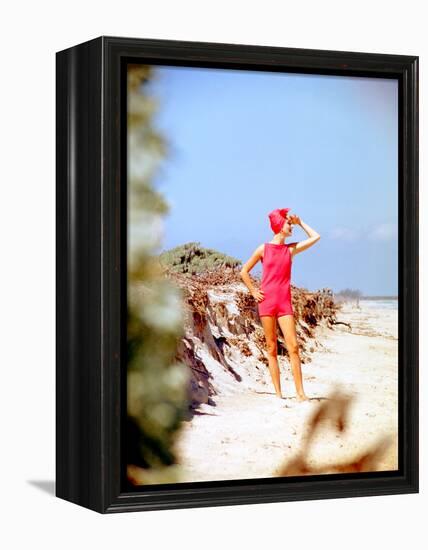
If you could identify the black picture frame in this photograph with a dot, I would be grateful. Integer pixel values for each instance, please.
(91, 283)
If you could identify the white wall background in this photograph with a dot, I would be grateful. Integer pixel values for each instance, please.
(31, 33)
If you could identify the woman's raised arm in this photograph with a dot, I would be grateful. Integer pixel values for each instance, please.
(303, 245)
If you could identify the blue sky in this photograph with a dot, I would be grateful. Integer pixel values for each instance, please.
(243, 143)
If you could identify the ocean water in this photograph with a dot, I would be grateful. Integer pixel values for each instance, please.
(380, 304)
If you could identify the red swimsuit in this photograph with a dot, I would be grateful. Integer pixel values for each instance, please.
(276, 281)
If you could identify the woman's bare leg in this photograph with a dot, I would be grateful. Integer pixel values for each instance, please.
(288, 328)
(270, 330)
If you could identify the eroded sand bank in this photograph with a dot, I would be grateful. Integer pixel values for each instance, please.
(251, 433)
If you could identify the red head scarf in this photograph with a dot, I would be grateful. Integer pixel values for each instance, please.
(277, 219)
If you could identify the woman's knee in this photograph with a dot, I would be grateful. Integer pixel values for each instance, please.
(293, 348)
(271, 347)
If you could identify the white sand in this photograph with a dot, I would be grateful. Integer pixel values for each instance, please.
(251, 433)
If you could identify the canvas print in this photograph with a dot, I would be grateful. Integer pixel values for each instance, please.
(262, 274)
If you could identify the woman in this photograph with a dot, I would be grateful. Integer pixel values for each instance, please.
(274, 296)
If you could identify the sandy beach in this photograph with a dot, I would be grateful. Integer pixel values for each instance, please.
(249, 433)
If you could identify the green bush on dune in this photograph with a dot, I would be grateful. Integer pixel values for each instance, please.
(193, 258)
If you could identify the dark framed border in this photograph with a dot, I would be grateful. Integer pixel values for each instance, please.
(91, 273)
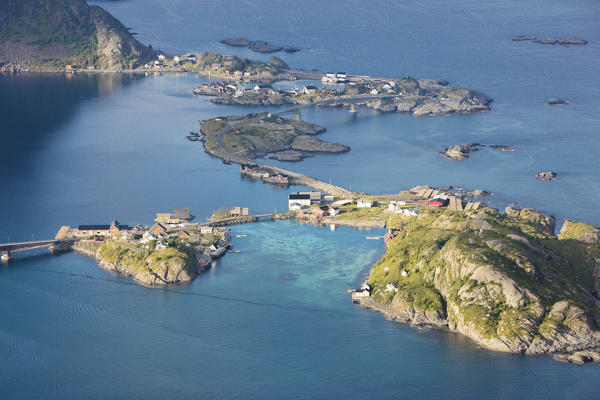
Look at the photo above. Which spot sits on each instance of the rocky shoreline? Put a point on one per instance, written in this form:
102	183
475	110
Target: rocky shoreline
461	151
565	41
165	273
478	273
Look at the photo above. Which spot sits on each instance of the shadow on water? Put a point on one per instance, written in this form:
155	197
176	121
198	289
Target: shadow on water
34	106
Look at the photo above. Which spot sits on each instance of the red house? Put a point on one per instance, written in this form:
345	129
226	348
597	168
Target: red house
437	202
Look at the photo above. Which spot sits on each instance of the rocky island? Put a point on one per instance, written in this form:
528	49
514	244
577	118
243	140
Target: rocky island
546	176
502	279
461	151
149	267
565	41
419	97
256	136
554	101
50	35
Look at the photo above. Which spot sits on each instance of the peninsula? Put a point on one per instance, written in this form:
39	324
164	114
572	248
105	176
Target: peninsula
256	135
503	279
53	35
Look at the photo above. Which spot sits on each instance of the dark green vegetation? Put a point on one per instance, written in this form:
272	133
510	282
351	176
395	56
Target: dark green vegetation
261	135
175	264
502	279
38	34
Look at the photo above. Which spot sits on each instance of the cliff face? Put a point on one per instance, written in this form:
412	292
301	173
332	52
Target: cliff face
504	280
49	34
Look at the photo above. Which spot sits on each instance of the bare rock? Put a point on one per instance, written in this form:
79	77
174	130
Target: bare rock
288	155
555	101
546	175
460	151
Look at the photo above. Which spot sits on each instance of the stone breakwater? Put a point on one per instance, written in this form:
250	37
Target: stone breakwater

Your instructions =
Please reproduce the listing above word for word, starting at the line that contains "of the shadow" and ending at the last line of the listing, both included.

Result of this exercise =
Look at the photo above. Which spot sits on each instance of the shadow on water? Put a point on one per instance, written in this form:
155	197
176	121
198	289
Target: shadow on water
34	106
Look at the photo above. Which spot sits on each instance of the red house? Put a point on one per instance, written in this form:
345	129
226	348
597	168
Target: red house
437	202
Look at the photo above. Which spot sits on each instance of the rocky island? Put a point on one per instance, written in this form:
528	49
514	244
577	118
243	140
Target: rocky island
546	176
502	279
461	151
149	267
565	41
419	97
256	136
554	101
50	35
Look at the photo above. Which spot sits on each instance of the peninsula? Put a point on one per instance, written in this form:
39	324
164	114
572	248
105	176
Target: peninsula
256	135
503	279
53	35
Look at the photo above. Which spot sits on each instance of the dark green vegetation? Put a point on one per instance, written in this form:
272	133
510	282
351	176
395	56
Target: dark green vegetation
261	135
175	264
502	279
38	34
Look at the photo above. Which spot sits on each instance of the cliff face? Put a point on one per instance, written in this form:
412	292
301	173
332	52
Target: cliff face
504	280
49	34
Look at the photo above. Which spot sits on each instance of the bare rock? Put a point on one per instance, written in this form:
79	77
174	130
Target: bare rock
288	155
555	101
546	175
460	151
Look at the photo above. Which spot sits on each instance of the stone breakwater? Put a point on one per instance, written in this form:
250	37
Target: stone breakwater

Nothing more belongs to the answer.